- [AIM OF THE EXERCISE]:
From the forum post on broken lighters, list the features of the housing that separate a fine lighter from a cheap one.

- [READING TEXT]:

BEGIN

# Do you have a broken lighter?



## e-man (Jan 5, 2009)

Does this sound familiar? I bought this really cool lighter. It worked every time and was a dream to use. Then a month or two later that lousy piece of crap stopped working. :boohoo:

If you've been in the hobby for more than a couple months then you probably own at least one jet lighter that no longer works. It doesn't matter how much you spend on your lighter, they're pretty much made with the same internal pieces. The real difference between a fine lighter and el cheapo is the shape, materials and craftsmanship of the housing.

The most common problem is the alignment of the electrode. Jet lighters ignite much like a spark plug in a car. Check and make sure the spark is hitting the burner, not the side or top of the the housing. A lot of times, your spark hits the burner, but the gap is too wide to generate enough heat to ignition (gas cools as it expands). Electrodes often bend, burn up or break off. Unless you have a coil of wire that runs across the burner (true wind proof lighters), then you can fix it yourself. First, find a toothpick or other soft pointy item and try to bend the electrode back into a functional position. If you think your electrode is too short, then you can try to lengthen it. When you open your lighter, you will see that the electrode is just a piece of common wire. Usually, there is enough slack to feed the wire forward by one or two millimeters to make your electrode longer. Then just adjust until you get a strong spark on your burner.

END

- [DATA BLOCK]:
BEGIN

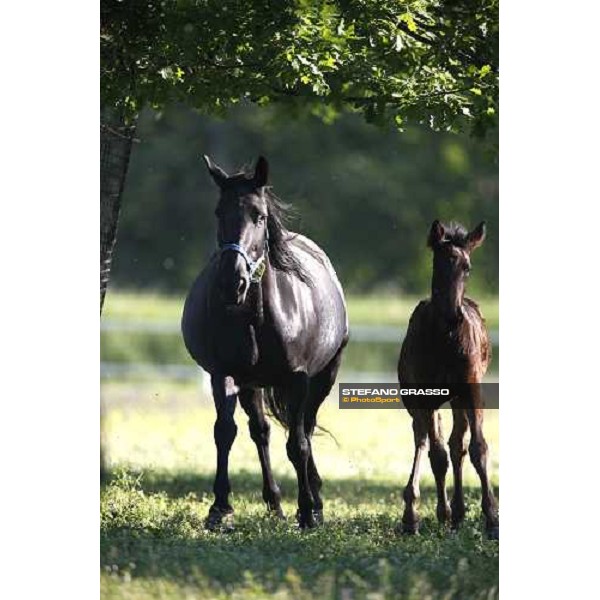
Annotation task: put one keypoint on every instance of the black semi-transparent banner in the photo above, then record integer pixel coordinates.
(428, 396)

END

- [SOLUTION FOR THIS PROBLEM]:
- Shape
- Materials
- Craftsmanship